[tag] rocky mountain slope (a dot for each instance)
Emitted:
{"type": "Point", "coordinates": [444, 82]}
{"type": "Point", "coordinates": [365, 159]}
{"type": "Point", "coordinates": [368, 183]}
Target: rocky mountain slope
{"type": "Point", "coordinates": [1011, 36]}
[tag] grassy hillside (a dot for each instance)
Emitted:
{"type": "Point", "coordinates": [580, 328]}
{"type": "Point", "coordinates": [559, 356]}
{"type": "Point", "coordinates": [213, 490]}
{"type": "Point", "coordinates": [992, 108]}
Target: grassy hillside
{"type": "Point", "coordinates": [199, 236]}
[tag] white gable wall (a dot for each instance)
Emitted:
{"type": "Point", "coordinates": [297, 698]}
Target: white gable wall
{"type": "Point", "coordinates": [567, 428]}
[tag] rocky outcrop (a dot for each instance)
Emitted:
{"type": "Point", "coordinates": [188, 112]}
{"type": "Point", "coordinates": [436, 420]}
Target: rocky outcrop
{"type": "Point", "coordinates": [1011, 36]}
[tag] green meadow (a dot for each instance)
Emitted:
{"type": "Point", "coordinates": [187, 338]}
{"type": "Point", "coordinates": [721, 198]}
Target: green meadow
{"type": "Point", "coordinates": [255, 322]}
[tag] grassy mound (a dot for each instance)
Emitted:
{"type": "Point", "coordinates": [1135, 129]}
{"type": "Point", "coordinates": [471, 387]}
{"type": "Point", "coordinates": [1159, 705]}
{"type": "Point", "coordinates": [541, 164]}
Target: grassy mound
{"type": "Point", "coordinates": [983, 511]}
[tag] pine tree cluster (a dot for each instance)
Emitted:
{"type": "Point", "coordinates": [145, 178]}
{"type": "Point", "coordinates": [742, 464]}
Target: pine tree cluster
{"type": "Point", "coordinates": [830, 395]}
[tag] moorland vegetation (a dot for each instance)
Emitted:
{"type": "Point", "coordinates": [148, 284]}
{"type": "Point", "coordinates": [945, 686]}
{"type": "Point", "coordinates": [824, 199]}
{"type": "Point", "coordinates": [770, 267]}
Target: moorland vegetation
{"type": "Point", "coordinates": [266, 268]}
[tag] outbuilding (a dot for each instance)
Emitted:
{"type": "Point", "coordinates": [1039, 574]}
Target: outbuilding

━━━━

# Exercise requirements
Type out the records above again, exactly the same.

# Response area
[tag] rocky mountain slope (a dot for each instance)
Emitted:
{"type": "Point", "coordinates": [444, 82]}
{"type": "Point", "coordinates": [365, 159]}
{"type": "Point", "coordinates": [368, 183]}
Target: rocky mountain slope
{"type": "Point", "coordinates": [1011, 36]}
[tag] grassy hillside (a dot for each instance)
Emitted:
{"type": "Point", "coordinates": [580, 328]}
{"type": "Point", "coordinates": [559, 356]}
{"type": "Point", "coordinates": [213, 490]}
{"type": "Point", "coordinates": [992, 108]}
Target: grassy hillside
{"type": "Point", "coordinates": [199, 236]}
[tag] white gable wall (a dot for each instance)
Emitted:
{"type": "Point", "coordinates": [297, 698]}
Target: white gable wall
{"type": "Point", "coordinates": [567, 428]}
[tag] rocky outcrop (a dot for each instance)
Emitted:
{"type": "Point", "coordinates": [188, 112]}
{"type": "Point", "coordinates": [436, 420]}
Target: rocky outcrop
{"type": "Point", "coordinates": [1011, 36]}
[tag] green meadow (a dot for each instance)
Emitted:
{"type": "Point", "coordinates": [187, 338]}
{"type": "Point", "coordinates": [721, 198]}
Target: green meadow
{"type": "Point", "coordinates": [255, 322]}
[tag] grassy mound (a dot for each instance)
Emitted:
{"type": "Point", "coordinates": [1135, 129]}
{"type": "Point", "coordinates": [471, 387]}
{"type": "Point", "coordinates": [1159, 705]}
{"type": "Point", "coordinates": [541, 164]}
Target: grassy mound
{"type": "Point", "coordinates": [983, 511]}
[tag] pine tree cluster (a dot for each instance)
Emitted:
{"type": "Point", "coordinates": [145, 178]}
{"type": "Point", "coordinates": [742, 464]}
Target: pine tree cluster
{"type": "Point", "coordinates": [830, 395]}
[tag] moorland vegetation (a dot for each instance)
Emitted:
{"type": "Point", "coordinates": [148, 284]}
{"type": "Point", "coordinates": [945, 686]}
{"type": "Point", "coordinates": [824, 199]}
{"type": "Point", "coordinates": [770, 267]}
Target: moorland vegetation
{"type": "Point", "coordinates": [266, 268]}
[tag] outbuilding (a dot for each instance)
Emitted:
{"type": "Point", "coordinates": [1039, 574]}
Target: outbuilding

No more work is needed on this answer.